■ Work item ■
Without the pictures, output all of the data exactly.

★ ★ ★ ★ ★ ★ ★

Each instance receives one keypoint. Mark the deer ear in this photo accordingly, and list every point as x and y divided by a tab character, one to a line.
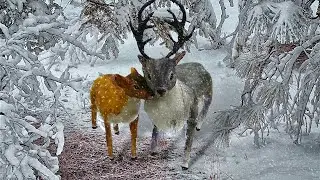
142	60
121	81
179	56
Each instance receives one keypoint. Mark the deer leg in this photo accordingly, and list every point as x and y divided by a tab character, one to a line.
191	127
108	138
116	129
154	140
134	132
93	114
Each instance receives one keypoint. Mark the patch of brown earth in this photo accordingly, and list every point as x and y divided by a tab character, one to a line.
85	157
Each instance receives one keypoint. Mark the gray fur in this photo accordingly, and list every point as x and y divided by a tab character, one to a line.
197	86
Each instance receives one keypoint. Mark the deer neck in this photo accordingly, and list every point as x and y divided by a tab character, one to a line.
171	110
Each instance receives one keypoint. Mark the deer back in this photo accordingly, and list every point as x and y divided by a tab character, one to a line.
107	95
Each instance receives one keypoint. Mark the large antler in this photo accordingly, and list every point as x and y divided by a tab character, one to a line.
179	26
142	25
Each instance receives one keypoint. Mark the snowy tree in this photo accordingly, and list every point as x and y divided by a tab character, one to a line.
108	22
276	51
29	92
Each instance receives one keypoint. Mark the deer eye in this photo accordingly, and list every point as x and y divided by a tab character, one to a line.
171	76
136	87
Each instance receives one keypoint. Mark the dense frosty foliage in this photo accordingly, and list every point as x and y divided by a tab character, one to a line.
29	92
276	51
108	22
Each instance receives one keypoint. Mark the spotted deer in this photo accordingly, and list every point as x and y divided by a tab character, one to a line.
117	98
182	92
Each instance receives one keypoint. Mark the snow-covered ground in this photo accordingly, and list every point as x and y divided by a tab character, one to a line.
278	159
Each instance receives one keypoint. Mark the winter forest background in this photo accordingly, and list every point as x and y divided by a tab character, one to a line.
266	51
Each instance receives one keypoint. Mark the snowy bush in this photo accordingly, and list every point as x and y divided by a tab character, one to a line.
276	51
29	92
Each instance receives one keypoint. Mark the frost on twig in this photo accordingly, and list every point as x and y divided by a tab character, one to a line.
29	92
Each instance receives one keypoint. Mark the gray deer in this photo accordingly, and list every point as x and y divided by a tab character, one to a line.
183	92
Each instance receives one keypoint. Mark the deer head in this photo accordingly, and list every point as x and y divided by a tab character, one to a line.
134	85
160	73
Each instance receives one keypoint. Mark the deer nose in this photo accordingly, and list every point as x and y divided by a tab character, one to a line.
161	92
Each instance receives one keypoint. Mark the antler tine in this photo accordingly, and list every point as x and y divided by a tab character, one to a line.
179	27
142	25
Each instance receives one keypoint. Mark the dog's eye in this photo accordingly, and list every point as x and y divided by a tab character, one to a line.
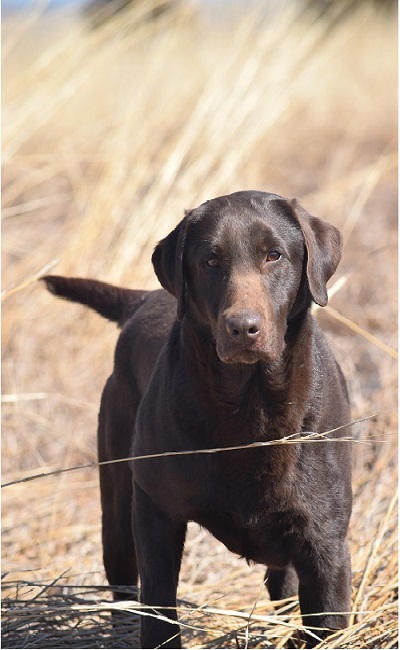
213	262
273	256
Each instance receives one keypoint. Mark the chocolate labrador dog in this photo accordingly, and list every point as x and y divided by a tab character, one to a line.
228	356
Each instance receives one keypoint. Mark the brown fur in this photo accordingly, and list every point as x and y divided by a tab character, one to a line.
230	356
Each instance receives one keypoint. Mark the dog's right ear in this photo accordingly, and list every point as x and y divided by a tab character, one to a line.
168	263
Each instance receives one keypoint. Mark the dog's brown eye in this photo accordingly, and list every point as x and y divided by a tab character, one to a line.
213	262
273	256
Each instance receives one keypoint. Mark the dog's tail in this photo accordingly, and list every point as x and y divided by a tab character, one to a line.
111	302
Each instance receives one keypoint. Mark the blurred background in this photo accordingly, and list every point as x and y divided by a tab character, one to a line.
117	116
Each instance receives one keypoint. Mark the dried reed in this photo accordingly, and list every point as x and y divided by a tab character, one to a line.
108	135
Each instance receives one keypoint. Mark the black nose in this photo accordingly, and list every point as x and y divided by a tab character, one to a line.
244	327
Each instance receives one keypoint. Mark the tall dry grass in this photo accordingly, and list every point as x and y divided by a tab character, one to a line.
108	135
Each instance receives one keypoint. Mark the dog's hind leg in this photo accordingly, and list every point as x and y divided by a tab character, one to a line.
282	583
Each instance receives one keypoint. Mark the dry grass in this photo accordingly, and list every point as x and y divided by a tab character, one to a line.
107	136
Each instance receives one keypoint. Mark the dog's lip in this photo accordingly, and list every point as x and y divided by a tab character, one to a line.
242	354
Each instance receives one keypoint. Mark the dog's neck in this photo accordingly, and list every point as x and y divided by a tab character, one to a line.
230	388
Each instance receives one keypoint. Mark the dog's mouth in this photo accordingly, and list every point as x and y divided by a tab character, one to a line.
233	354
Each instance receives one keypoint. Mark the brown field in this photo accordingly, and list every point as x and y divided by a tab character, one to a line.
108	134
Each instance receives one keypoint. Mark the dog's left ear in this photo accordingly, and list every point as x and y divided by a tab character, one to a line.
324	249
168	263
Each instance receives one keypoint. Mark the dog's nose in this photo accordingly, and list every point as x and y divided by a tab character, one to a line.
244	326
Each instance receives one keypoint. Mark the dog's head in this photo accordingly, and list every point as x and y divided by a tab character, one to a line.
243	265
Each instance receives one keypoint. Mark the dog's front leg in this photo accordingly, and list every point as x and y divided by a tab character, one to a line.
159	542
325	590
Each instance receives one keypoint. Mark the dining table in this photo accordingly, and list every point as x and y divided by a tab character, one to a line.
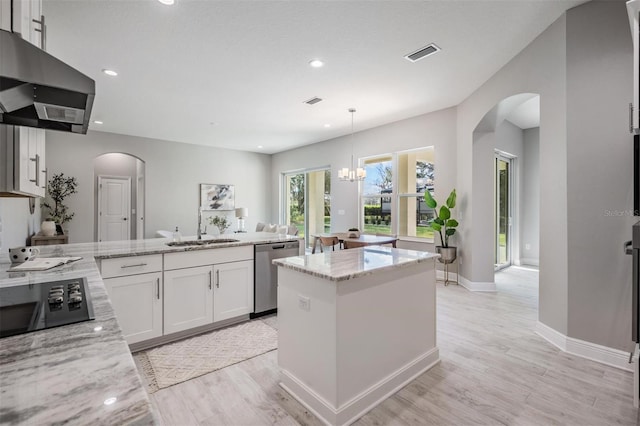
363	239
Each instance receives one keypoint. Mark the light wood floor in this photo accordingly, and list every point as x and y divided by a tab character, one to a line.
494	370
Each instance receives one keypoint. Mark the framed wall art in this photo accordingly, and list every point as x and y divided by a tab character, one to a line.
216	197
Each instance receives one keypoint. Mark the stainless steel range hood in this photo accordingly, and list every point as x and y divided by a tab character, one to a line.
38	90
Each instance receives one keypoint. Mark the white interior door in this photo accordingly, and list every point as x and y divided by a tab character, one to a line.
114	212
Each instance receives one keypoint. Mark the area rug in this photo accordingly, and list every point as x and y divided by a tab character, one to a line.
177	362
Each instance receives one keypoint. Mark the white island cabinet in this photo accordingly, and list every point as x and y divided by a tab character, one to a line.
354	326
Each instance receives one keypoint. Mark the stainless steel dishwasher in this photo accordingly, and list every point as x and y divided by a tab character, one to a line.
265	280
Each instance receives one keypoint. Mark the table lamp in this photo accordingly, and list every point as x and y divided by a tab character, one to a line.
241	214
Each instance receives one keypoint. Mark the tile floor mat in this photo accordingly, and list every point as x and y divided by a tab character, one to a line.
186	359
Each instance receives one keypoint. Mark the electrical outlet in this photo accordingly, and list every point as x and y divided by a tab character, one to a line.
304	303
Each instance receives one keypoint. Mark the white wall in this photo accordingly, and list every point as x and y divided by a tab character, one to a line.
539	68
17	223
173	174
435	129
600	173
530	217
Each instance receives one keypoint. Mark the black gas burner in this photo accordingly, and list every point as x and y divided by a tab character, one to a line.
32	307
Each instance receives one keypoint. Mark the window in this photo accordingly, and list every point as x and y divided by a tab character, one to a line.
377	195
393	193
307	201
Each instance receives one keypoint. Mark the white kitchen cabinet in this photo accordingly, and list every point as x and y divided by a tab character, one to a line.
22	152
27	20
188	299
137	303
134	286
233	292
23	147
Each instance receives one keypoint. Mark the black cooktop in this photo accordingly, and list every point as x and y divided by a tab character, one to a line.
31	307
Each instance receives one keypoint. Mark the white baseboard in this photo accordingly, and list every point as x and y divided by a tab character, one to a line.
554	337
453	276
477	286
602	354
530	261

★ ★ ★ ★ ★ ★ ★

■ Answer space ■
Each instance receives one keypoint. Mark the deer ear in this photo accordingly, and list every point as x and y divided by a tab character, one to a line.
142	60
121	81
179	56
Each instance receives one keypoint. Mark the deer leg in this photo accordingly, and list every point as x and y divided by a tab character, one to a line.
191	127
108	138
116	129
154	140
134	132
93	114
Each instance receives one keypoint. Mark the patch of brown earth in this photo accordingly, and list every point as x and y divided by a tab character, one to a line.
85	157
Each instance receives one keypoint. Mark the gray fur in this photo accordingly, and list every point as x and y divided by a tab character, one to a line.
197	86
Each instance receives one keypoint. Mark the deer neck in this photo accordingly, and list every point as x and y divided by a tab character, one to a line.
171	110
Each instance receives one keypoint. Mark the deer back in this photo accordingly, and list every point as x and y divided by a tab character, one to a line.
107	95
Each instance receives one keypoint. Mark the large antler in this photo accordingly, and list every point as x and y divided by a tab character, one to a line.
179	26
142	25
Each instance receives one keypoint. Mark the snowy tree in this photo accordingly, and list every point as x and y divided by a tab character, one to a line.
108	22
276	51
29	92
Each instance receives one keypoint. Mark the deer eye in this photo accordingly, and list every point as x and y divided by a tab character, one to a line.
171	76
136	87
Each instance receives one keypoint. Mark the dense frosty foliage in this photo accordingly, and list every point as x and y divided by a tab character, one to a line.
29	92
276	51
108	22
Each instance receives one keypoint. Mark the spotted deer in this photo accordingly, and list every point as x and y divided by a tab character, one to a line.
117	98
182	92
Each instance receives one keypoint. Mark the snow-covered ground in this photo accordingly, and list every point as x and y divided by a tab character, one to a line.
278	159
Each instance receives one keypoint. Mark the winter forest background in this photo accordingly, and list every point as x and y divided by a tab character, one to a line.
266	51
Each instance receives one keypoint. Mark the snowy bush in this photo accordingly, and list every point as x and y divided by a tab character, one to a line.
276	51
29	92
Each instance receives one keypoint. Mark the frost on twig in this photo accordingly, and list every point as x and y divided by a tab character, one to a line.
29	92
Each instance receives one keypoint. Mark the gray deer in this photo accordingly, and list every point as x and y divided by a tab character, one to a line.
183	92
Each instance receives one keypoint. Mark the deer head in this photo accordingly, and list every point as x and y divided by a tab character, one to a line.
134	85
160	73
Each instance receives one keypoint. Mark the deer nose in this photo accordingly, and list every point as x and y divided by a tab character, one to a line.
161	92
Each instance receives one keypoint. Mark the antler tine in this photo accordingly, and list every point as x and y divided by a tab character, one to a line.
179	27
142	25
Each instance receives one keypoint. Mark the dog's eye in this photo accordingly, and list every point as x and y divided by a tab character, one to a line.
213	262
273	256
Each instance receives one keypoint. Mark the chocolate labrador dog in this photo accordingly, and list every point as x and y divided by a tab character, one to a line.
228	356
Each instance receives one keypoint. Mark the brown fur in this photo accordingly, and list every point as x and y divided by a tab character, one to a line.
230	356
Each instance receives one keypoint. Mark the dog's right ear in this photo accordingly, and list every point as x and y divided by a tab character, one to a line.
168	263
Each instance receives one keypoint. Mark the dog's brown eye in this photo accordingly, and list every point as x and y divided by a tab character, one to a line.
213	262
273	256
Each instance receives one keypoint. Mark the dog's tail in this photo accordingly, and list every point as x and y divided by a tab character, one to a line.
111	302
Each instance receives one keypoint. Mark the blurred background in this photo accordingly, and list every point as x and y divided by a tab character, one to a line.
117	116
Each instance receives one keypoint. Mark the dried reed in this photo accordingly, and list every point as x and y divided by a tab character, one to a line.
108	135
Each instance receives one keypoint. Mark the black nose in this photo accordingly, and list every point as x and y divided by a tab character, one to a line.
244	327
Each instance receives one keypoint. Mark the tall dry grass in this photo accordingly, and list every point as x and y divided by a tab character, one to a line.
108	135
Each instance receives one keypoint. Mark the dog's hind leg in this photo accordingly, and list every point as x and y divided by a tab character, one to a line.
282	583
Each instance receives one keypoint. Mark the dry grass in this photo accordingly, and list every point as x and y divided by a tab character, one to a line.
107	136
Each instance receives one keypoint. Mark the dog's lip in this photo accordingly, and list every point as x and y divided by a tab character, one to a line.
242	354
Each instance receives one keypoint. Mark the dog's neck in this photo accordingly, and list every point as x and y divided by a tab character, one to a line.
230	388
Each instance receives one keypoint. Mark the dog's mouth in this photo accordingly, and list every point as x and y divided by a tab character, one to a line.
233	354
Each instance receives one keypoint. Mark the brown field in this photo accordingly, and list every point as x and y divided by a tab character, one to a line.
108	134
Each instance receives one keypoint. Mark the dog's left ear in this photo accordingly, and list every point as x and y divided by a tab character, one to a line.
324	249
168	263
Each instance receives one keypoint. Mark the dog's nose in this photo accordingly, and list every point as x and y divided by a tab character, one to a line.
244	326
Each instance receives one keypoint. Mark the dog's head in this photo accordingly, and list every point as x and y divided by a tab character, one to a line.
243	265
Each instance receives one keypoint. Mark the dog's front leg in this photo accordingly, and list every point as x and y divided by a tab character, one to a line.
159	542
325	590
Each instance receives one keypoint. Mark the dining table in this photo accordingly, and list every point as x and y divided by a tab character, one to a line.
363	239
Each instance receives one keypoint. Mark the light wood floor in this photo accordingly, and list every point as x and y divided by a tab character, one to a line.
494	370
Each instance receives one keypoint. Mark the framed wall art in this photo accordingly, and list every point as x and y divided by a tab character, one to a line.
216	197
Each instance receives one keypoint. Mark the stainless steel range hood in this photo accordingly, and list every point as x and y divided by a tab character, one to a line.
38	90
Each instance receives one keypoint. Mark the white interior door in this photo accordingly, and list every point as x and y divided by a tab character, one to a line.
114	212
Each instance receives one keypoint. Mark the area rug in this photo accordingly, and list every point as x and y divided by a tab character, one to a line.
177	362
Each instance receives one keypoint. Mark the white island cabinet in this photo accordingly, and list every point as x and y divided by a tab character, one to a line.
354	326
Each instance receives one keypoint. Mark the stainless steel dishwasher in this photo accordingly, and list every point as x and y divided by a tab character, one to a line.
265	280
Each instance receives one keypoint. Mark the table lamp in this photo accordingly, and list every point as x and y divided by a tab character, one to a line.
241	214
Each instance receives one keypoint. Mark the tile floor mat in this photo accordingly, and list every point as x and y divided by a tab character, one to a line.
186	359
Each instance receives one keypoint. Mark the electrical outlet in this photo accordingly, and list every point as x and y divided by a tab character, one to a line.
304	303
Each instance receives one keypoint. Mark the white wall in this photo accordingly, and list every point as x and y divided by a tab character, one to a line.
539	68
17	223
173	174
435	129
600	173
530	217
Each instance receives one keypoint. Mark the black gas burner in this photo accordingly, and list every point as x and y divided by a tab character, one to a line.
32	307
Each instance receives one keypoint. Mark the window in this photo accordingly, and list every point as x and y divided by a tab character, one to a line.
377	195
393	193
307	201
Each instance receives one keypoint. Mark the white kitchen cabinet in this photo accordingly, and list every point as x and y divided by a tab character, one to a line.
22	152
27	20
188	299
137	303
134	286
233	292
23	147
Each instance receives one keypoint. Mark the black cooktop in this photo accordingly, and list every point as x and y divided by a tab character, one to a line.
31	307
Each instance receives one keypoint. Mark the white baseboard in this photo accordingly, and list every point as x and y divided by a tab character, one to a line.
554	337
453	276
477	286
602	354
530	261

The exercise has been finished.